What the task requires –
Restate all of the data exactly.

————————

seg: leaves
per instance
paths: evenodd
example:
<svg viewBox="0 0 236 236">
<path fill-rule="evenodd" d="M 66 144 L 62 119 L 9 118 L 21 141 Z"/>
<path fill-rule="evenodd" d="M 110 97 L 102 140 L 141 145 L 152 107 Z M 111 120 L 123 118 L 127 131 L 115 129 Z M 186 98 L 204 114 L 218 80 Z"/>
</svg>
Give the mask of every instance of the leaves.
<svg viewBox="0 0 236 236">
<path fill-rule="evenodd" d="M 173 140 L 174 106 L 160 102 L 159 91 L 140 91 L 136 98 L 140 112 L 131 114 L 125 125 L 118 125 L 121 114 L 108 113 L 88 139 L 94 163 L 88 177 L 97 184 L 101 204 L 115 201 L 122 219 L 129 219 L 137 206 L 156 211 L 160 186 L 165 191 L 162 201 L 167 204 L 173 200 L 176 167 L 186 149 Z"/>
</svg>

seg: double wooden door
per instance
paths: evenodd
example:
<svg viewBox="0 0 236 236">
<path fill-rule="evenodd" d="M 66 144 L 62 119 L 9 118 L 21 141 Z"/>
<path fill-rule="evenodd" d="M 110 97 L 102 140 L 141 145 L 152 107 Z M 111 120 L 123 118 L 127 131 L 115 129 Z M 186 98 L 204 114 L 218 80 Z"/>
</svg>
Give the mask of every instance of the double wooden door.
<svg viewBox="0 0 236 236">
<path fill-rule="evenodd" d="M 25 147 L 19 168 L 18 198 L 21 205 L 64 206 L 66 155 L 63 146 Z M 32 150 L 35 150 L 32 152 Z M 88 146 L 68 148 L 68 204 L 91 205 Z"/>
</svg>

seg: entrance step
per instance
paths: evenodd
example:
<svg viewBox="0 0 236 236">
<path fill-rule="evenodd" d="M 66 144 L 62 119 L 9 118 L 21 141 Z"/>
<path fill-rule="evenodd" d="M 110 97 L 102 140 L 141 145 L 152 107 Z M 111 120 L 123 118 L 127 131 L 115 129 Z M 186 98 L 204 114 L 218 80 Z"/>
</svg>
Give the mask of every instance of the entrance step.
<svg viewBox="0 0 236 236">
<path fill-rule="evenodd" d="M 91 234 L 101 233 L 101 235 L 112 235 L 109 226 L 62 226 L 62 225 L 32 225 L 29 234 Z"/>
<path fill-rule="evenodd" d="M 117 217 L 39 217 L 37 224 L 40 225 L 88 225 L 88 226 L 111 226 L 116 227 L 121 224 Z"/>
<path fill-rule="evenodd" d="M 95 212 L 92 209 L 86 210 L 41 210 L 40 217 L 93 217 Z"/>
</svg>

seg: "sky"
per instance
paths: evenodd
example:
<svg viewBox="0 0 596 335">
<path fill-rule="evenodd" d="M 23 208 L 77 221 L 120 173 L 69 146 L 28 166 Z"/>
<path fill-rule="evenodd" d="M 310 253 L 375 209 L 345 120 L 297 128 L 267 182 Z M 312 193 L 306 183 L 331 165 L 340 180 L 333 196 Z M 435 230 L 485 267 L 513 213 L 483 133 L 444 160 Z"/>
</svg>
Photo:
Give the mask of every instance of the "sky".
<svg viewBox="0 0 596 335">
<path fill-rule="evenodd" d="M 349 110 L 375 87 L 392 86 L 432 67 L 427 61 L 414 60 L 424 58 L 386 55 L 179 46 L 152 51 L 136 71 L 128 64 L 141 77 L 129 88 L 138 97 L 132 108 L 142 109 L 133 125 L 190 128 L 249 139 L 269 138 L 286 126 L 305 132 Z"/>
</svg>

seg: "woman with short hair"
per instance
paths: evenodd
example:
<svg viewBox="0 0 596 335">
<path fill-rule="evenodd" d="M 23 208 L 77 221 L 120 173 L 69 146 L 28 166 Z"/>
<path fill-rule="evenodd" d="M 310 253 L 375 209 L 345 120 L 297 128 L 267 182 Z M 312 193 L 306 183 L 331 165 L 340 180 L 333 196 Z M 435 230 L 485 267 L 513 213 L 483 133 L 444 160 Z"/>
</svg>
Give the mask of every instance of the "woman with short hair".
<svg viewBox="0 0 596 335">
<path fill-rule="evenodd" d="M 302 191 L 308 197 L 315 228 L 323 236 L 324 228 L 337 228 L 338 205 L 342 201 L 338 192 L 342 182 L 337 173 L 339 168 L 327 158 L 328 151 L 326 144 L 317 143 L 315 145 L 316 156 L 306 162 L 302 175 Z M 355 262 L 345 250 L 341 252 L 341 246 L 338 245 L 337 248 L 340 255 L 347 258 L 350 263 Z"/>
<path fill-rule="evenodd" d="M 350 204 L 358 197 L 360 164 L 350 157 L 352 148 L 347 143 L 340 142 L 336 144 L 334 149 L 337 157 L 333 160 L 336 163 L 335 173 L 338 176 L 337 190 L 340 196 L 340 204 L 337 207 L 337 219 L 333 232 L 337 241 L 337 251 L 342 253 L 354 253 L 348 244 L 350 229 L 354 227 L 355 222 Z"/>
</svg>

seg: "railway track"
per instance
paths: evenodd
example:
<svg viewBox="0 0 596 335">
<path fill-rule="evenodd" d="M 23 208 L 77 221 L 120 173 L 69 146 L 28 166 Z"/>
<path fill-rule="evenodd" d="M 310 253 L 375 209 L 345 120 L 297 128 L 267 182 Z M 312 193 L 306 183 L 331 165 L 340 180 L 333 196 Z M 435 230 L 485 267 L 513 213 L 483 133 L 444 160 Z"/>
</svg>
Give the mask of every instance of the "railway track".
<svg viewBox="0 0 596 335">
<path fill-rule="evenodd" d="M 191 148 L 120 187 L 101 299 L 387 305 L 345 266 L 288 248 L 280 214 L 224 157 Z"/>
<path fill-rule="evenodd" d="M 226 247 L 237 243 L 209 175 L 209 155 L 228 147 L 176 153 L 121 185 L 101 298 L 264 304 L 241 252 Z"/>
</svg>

————————

Written answer –
seg: leaves
per instance
paths: evenodd
example:
<svg viewBox="0 0 236 236">
<path fill-rule="evenodd" d="M 66 144 L 62 119 L 9 118 L 21 141 Z"/>
<path fill-rule="evenodd" d="M 110 97 L 102 140 L 141 145 L 152 107 Z M 111 120 L 123 118 L 127 131 L 115 129 Z M 186 98 L 204 114 L 218 80 Z"/>
</svg>
Give the mask of every instance of the leaves.
<svg viewBox="0 0 236 236">
<path fill-rule="evenodd" d="M 173 140 L 174 106 L 160 102 L 159 91 L 140 91 L 136 98 L 140 112 L 131 114 L 125 125 L 118 125 L 121 114 L 108 113 L 88 139 L 94 163 L 88 177 L 97 184 L 101 204 L 115 201 L 122 219 L 129 219 L 137 206 L 156 211 L 160 186 L 165 191 L 162 201 L 167 204 L 173 200 L 176 167 L 186 149 Z"/>
</svg>

seg: double wooden door
per instance
paths: evenodd
example:
<svg viewBox="0 0 236 236">
<path fill-rule="evenodd" d="M 66 144 L 62 119 L 9 118 L 21 141 Z"/>
<path fill-rule="evenodd" d="M 110 97 L 102 140 L 141 145 L 152 107 Z M 111 120 L 123 118 L 127 131 L 115 129 Z M 186 98 L 204 114 L 218 80 Z"/>
</svg>
Give the mask of every instance of the double wooden door.
<svg viewBox="0 0 236 236">
<path fill-rule="evenodd" d="M 25 147 L 19 168 L 18 198 L 21 205 L 64 206 L 66 155 L 63 146 Z M 32 150 L 35 150 L 32 152 Z M 88 146 L 68 148 L 68 204 L 91 205 Z"/>
</svg>

seg: entrance step
per instance
paths: evenodd
example:
<svg viewBox="0 0 236 236">
<path fill-rule="evenodd" d="M 66 144 L 62 119 L 9 118 L 21 141 Z"/>
<path fill-rule="evenodd" d="M 110 97 L 102 140 L 141 145 L 152 107 Z M 111 120 L 123 118 L 127 131 L 115 129 Z M 186 98 L 204 114 L 218 80 Z"/>
</svg>
Give the mask of every instance of the entrance step.
<svg viewBox="0 0 236 236">
<path fill-rule="evenodd" d="M 91 234 L 101 233 L 101 235 L 112 235 L 109 226 L 62 226 L 62 225 L 32 225 L 29 234 Z"/>
<path fill-rule="evenodd" d="M 117 217 L 39 217 L 37 224 L 40 225 L 88 225 L 88 226 L 111 226 L 116 227 L 121 224 Z"/>
<path fill-rule="evenodd" d="M 95 212 L 92 209 L 86 210 L 41 210 L 40 217 L 93 217 Z"/>
</svg>

seg: "sky"
per instance
paths: evenodd
example:
<svg viewBox="0 0 596 335">
<path fill-rule="evenodd" d="M 23 208 L 77 221 L 120 173 L 69 146 L 28 166 Z"/>
<path fill-rule="evenodd" d="M 310 253 L 375 209 L 345 120 L 297 128 L 267 182 Z M 312 193 L 306 183 L 331 165 L 340 180 L 333 196 Z M 435 230 L 485 267 L 513 213 L 483 133 L 444 160 Z"/>
</svg>
Photo:
Give the mask of every instance of the "sky".
<svg viewBox="0 0 596 335">
<path fill-rule="evenodd" d="M 349 110 L 375 87 L 392 86 L 432 67 L 427 61 L 414 60 L 424 58 L 386 55 L 179 46 L 152 51 L 136 71 L 128 64 L 141 77 L 129 88 L 138 97 L 132 108 L 142 109 L 133 125 L 190 128 L 249 139 L 269 138 L 286 126 L 305 132 Z"/>
</svg>

seg: "woman with short hair"
per instance
paths: evenodd
example:
<svg viewBox="0 0 596 335">
<path fill-rule="evenodd" d="M 23 208 L 77 221 L 120 173 L 69 146 L 28 166 Z"/>
<path fill-rule="evenodd" d="M 310 253 L 375 209 L 345 120 L 297 128 L 267 182 Z M 312 193 L 306 183 L 331 165 L 340 180 L 333 196 Z M 435 230 L 485 267 L 513 213 L 483 133 L 444 160 Z"/>
</svg>
Give the mask of every instance of the "woman with short hair".
<svg viewBox="0 0 596 335">
<path fill-rule="evenodd" d="M 302 191 L 308 197 L 315 228 L 323 236 L 324 228 L 337 228 L 338 205 L 342 201 L 338 192 L 342 182 L 337 173 L 339 168 L 327 158 L 328 151 L 326 144 L 317 143 L 315 145 L 316 156 L 306 162 L 302 175 Z M 355 262 L 345 250 L 341 252 L 341 246 L 338 245 L 337 248 L 340 255 L 347 258 L 350 263 Z"/>
<path fill-rule="evenodd" d="M 350 204 L 358 197 L 360 164 L 350 157 L 352 148 L 347 143 L 340 142 L 336 144 L 334 149 L 337 157 L 333 160 L 336 163 L 335 173 L 338 176 L 337 190 L 340 196 L 340 204 L 337 207 L 337 219 L 333 232 L 337 241 L 337 251 L 342 253 L 354 253 L 348 244 L 350 229 L 354 227 L 355 222 Z"/>
</svg>

seg: "railway track"
per instance
paths: evenodd
example:
<svg viewBox="0 0 596 335">
<path fill-rule="evenodd" d="M 23 208 L 77 221 L 120 173 L 69 146 L 28 166 Z"/>
<path fill-rule="evenodd" d="M 310 253 L 375 209 L 345 120 L 297 128 L 267 182 Z M 312 193 L 306 183 L 331 165 L 340 180 L 333 196 Z M 435 230 L 485 267 L 513 213 L 483 133 L 444 160 Z"/>
</svg>
Give the mask of every instance of the "railway track".
<svg viewBox="0 0 596 335">
<path fill-rule="evenodd" d="M 191 148 L 120 187 L 101 299 L 387 305 L 345 266 L 288 248 L 280 214 L 224 157 Z"/>
<path fill-rule="evenodd" d="M 226 247 L 237 243 L 209 175 L 209 155 L 228 147 L 176 153 L 121 185 L 101 298 L 264 304 L 241 252 Z"/>
</svg>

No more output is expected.